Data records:
▼▼▼
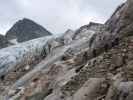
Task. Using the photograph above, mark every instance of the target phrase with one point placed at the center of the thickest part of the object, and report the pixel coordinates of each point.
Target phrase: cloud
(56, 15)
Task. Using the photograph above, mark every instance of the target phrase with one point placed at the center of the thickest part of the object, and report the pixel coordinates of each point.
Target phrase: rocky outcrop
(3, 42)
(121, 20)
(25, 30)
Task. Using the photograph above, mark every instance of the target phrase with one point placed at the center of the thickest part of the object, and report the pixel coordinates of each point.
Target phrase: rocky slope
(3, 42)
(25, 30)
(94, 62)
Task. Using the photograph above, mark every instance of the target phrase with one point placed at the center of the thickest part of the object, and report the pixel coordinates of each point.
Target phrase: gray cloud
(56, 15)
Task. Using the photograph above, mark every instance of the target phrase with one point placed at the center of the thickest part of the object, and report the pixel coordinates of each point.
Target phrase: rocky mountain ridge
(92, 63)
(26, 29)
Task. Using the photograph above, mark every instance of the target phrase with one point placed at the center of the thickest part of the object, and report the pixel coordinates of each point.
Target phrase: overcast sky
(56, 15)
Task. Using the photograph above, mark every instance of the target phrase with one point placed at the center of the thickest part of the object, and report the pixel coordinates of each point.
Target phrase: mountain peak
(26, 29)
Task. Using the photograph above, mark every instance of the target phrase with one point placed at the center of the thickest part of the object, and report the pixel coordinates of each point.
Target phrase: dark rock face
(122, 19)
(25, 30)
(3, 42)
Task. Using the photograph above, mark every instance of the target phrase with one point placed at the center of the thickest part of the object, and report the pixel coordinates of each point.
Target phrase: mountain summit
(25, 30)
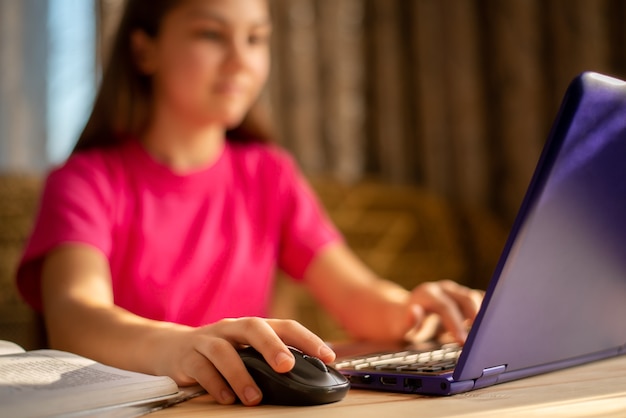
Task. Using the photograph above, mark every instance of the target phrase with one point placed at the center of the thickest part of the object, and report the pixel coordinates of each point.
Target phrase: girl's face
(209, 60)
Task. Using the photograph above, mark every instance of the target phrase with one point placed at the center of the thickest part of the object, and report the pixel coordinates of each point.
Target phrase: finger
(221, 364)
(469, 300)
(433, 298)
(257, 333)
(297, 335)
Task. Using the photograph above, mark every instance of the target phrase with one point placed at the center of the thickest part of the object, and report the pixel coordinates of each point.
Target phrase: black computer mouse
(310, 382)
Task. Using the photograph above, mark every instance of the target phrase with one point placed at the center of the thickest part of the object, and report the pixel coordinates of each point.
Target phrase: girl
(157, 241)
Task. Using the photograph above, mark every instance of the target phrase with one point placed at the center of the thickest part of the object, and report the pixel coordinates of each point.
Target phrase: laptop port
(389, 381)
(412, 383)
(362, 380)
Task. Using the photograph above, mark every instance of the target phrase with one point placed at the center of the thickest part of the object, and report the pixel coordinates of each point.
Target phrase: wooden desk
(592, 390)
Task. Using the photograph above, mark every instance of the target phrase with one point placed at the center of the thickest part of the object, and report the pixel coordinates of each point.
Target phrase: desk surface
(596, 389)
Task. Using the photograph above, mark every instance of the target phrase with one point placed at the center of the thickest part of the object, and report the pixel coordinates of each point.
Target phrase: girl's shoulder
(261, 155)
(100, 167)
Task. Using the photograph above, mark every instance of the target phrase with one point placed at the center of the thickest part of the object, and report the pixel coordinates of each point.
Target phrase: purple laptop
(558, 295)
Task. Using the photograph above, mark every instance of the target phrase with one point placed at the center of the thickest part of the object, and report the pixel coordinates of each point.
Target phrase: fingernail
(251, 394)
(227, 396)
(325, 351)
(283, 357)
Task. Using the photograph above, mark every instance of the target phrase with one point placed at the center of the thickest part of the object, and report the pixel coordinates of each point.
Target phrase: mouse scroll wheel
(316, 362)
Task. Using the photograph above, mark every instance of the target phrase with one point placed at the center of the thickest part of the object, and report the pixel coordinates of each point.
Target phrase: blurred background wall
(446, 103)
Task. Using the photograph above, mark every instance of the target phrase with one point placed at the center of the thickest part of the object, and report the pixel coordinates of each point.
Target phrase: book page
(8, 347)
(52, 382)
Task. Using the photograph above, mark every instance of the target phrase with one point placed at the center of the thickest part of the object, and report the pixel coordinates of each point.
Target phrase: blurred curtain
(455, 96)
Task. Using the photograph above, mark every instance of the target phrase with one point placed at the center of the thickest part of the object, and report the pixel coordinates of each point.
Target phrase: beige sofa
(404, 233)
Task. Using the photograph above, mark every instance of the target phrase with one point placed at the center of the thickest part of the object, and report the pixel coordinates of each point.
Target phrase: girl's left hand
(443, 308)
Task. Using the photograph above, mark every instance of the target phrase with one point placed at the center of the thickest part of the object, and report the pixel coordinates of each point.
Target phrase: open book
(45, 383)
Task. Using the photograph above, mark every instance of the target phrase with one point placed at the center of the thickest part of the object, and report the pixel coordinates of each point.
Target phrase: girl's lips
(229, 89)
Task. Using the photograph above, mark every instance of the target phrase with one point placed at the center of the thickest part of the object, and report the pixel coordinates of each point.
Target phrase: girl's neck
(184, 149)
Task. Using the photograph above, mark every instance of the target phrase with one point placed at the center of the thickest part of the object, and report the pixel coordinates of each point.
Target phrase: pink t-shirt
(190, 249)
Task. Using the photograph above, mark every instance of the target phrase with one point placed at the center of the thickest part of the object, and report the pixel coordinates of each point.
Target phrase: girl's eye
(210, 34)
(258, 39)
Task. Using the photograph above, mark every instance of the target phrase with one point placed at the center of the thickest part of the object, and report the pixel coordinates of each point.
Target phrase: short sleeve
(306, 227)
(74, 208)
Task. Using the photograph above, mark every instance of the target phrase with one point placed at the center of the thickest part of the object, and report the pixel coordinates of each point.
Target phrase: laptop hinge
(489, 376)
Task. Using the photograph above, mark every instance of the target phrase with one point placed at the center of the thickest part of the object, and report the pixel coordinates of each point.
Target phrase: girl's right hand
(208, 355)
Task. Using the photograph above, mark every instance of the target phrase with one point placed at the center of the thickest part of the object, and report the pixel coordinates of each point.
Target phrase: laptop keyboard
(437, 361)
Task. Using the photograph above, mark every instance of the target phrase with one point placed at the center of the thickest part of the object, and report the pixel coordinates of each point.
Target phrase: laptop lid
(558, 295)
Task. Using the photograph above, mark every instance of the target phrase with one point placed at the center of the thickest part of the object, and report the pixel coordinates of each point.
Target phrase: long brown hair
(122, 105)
▲▲▲
-- Task objective --
Repeat each entry precisely as it appears. Leave the pictures out.

-- Solution --
Task. Using the photograph above, mark every instance of the target phrase with one point placed at the center of the thickest part of the object, and report the pixel coordinates of each point.
Target phrase: cloud
(56, 15)
Task. Using the photograph above, mark every instance of the target phrase with one point placed at the center of the thickest part of the object, and report the pixel coordinates of each point.
Target phrase: rocky outcrop
(3, 42)
(121, 20)
(25, 30)
Task. Using the photograph above, mark every instance of the target phrase with one point placed at the center of the thickest part of the object, and report the pixel coordinates of each point.
Target phrase: rocky slope
(3, 42)
(25, 30)
(94, 62)
Task. Using the photograph above, mark every instance of the target phrase with one point placed at the center of the thickest part of the object, and report the pixel coordinates of each point.
Target phrase: gray cloud
(56, 15)
Task. Using the photograph above, mark every instance of the target phrase with one point placed at the center of the thickest part of the object, and report the pixel coordinates of each point.
Target phrase: rocky mountain ridge
(92, 63)
(26, 29)
Task. Using the photograph above, mark every instance of the target phrase with one point placed at the center of the thickest part of the object, and report the pixel coordinates of each point.
Target phrase: overcast sky
(56, 15)
Task. Using the photograph above, mark every instance of the target phrase with one point placed at the center of the thickest part of the object, and report the pixel coordinates of each point.
Target phrase: mountain peak
(26, 29)
Task. Using the photograph above, mark every instance of the target phrase with one point placed at the center of the thickest part of the object, and report the pixel coordinates of each point.
Target phrase: dark rock face
(122, 19)
(25, 30)
(3, 42)
Task. Using the photograph above, mark every instance of the target phrase with one point placed at the center of the thickest part of the object, and report the pixel coordinates of each point.
Target phrase: mountain summit
(25, 30)
Task. Using the photograph above, mark every instance of the target phrase with one point placed at the center of the thickest part of the object, and report the pixel coordinates of each point.
Target phrase: girl's face
(209, 60)
Task. Using the photograph above, mark every instance of the target phrase with one point placed at the center of the thickest part of the object, and report the pixel coordinates of each point.
Target phrase: finger
(221, 364)
(469, 300)
(433, 298)
(257, 333)
(297, 335)
Task. Using the photograph above, mark every instance of the target phrase with one point placed at the center of the thickest part of the object, and report the pixel coordinates of each point.
Target phrase: black computer mouse
(310, 382)
Task. Using the photograph above, mark every instance of the target phrase with one point placed at the center of the thickest part of the object, and report the pixel coordinates of each point.
Target phrase: girl
(157, 241)
Task. Using the photograph above, mark every instance of the target phrase with one point placed at the center of the thickest part of the object, and report the pixel coordinates of each point.
Target phrase: laptop port
(389, 381)
(412, 383)
(362, 380)
Task. Using the photograph above, mark every instance of the target phrase with one point placed at the center of the thickest part of the object, and report the pixel coordinates of each point.
Target phrase: wooden desk
(592, 390)
Task. Using the photograph above, mark every instance of the target phrase with one point placed at the center of the thickest part of the object, and report the pixel coordinates of each point.
Target phrase: desk surface
(596, 389)
Task. Using the photograph above, mark every instance of the target phrase with one point placed at the center of the thickest part of the object, and report the pixel coordinates of each point.
Target phrase: girl's shoulder
(261, 155)
(100, 167)
Task. Using the photograph above, mark every instance of the target phrase with one point placed at the center of the thickest part of the object, and report the pixel coordinates of each point.
Target phrase: purple laptop
(558, 295)
Task. Using the photograph above, mark every instance of the target phrase with one point placed at the center of the thickest part of the object, and report the pixel coordinates of each point.
Target phrase: fingernail
(251, 394)
(227, 396)
(325, 351)
(283, 357)
Task. Using the photograph above, mark every instance of the target phrase with one point placed at the center of the thickest part of the object, and report the pixel coordinates of each point.
Target phrase: mouse scroll wheel
(316, 362)
Task. Using the photograph above, mark every instance of the target phrase with one point placed at the center of the thickest part of the object, and report the pixel coordinates of each point.
Target phrase: blurred background wall
(446, 103)
Task. Using the photograph above, mark every instance of the target phrase with one point placed at the center of the thickest part of the object, and report the pixel coordinates of each point.
Target phrase: book page
(8, 347)
(52, 382)
Task. Using the photograph above, mark every instance of the target phrase with one point placed at the center of the thickest part of the object, and report the pixel coordinates of each point.
Target phrase: blurred curtain
(455, 96)
Task. Using the photograph above, mark every instance of the target phrase with one point placed at the center of the thickest part of the object, and report the pixel coordinates of each point.
Target phrase: beige sofa
(404, 233)
Task. Using the photograph above, mark every instance of the target phrase with one point placed at the center of the thickest part of the object, and report the pixel coordinates of each point.
Target phrase: girl's left hand
(443, 308)
Task. Using the photograph above, mark every instance of the target phrase with one point placed at the center of the thickest part of the object, and report the pixel coordinates of each point.
Target phrase: open book
(45, 383)
Task. Using the photograph above, mark every instance of the target phrase with one point placed at the center of the thickest part of the object, and report the pixel coordinates of each point.
Target phrase: girl's lips
(229, 89)
Task. Using the photograph above, mark every instance of the target phrase with one point placed at the center of the thickest part of the object, and report the pixel coordinates of each point.
Target phrase: girl's neck
(184, 149)
Task. Using the photograph above, mark every instance of the target phrase with one point placed at the center of the thickest part of the object, and report the pixel coordinates of each point.
Target phrase: pink t-shirt
(190, 249)
Task. Using the photograph above, mark every instance of the target phrase with one point placed at the center of the thickest part of the object, and report the pixel coordinates of each point.
Target phrase: girl's eye
(210, 34)
(258, 39)
Task. Using the photograph above, mark every instance of the target phrase with one point placed at the center of the thickest part of the object, and report the pixel coordinates of each point.
Target phrase: short sleeve
(306, 227)
(74, 208)
Task. Using the photograph above, mark every instance of the target phrase with one point placed at the center of the thickest part of the object, and report the pixel coordinates of each point.
Target phrase: laptop hinge
(489, 376)
Task. Using the photograph above, mark every instance of the target phrase with one point placed at the center of the thickest part of the object, and report the pixel coordinates of each point.
Target phrase: girl's right hand
(208, 355)
Task. Using the photograph above, mark every instance of the target phrase with one point placed at the center of the thickest part of the object, and report the pixel coordinates of each point.
Target phrase: laptop keyboard
(437, 361)
Task. Using the photograph above, mark every instance of the target phrase with one point placed at the center of the thickest part of the object, and report the pixel coordinates of each point.
Target phrase: laptop lid
(558, 295)
Task. Using the photograph above, mark every instance of the target phrase with one point placed at the center of the thickest part of the object, and report the pixel coordinates of each point.
Target phrase: long brown hair
(122, 105)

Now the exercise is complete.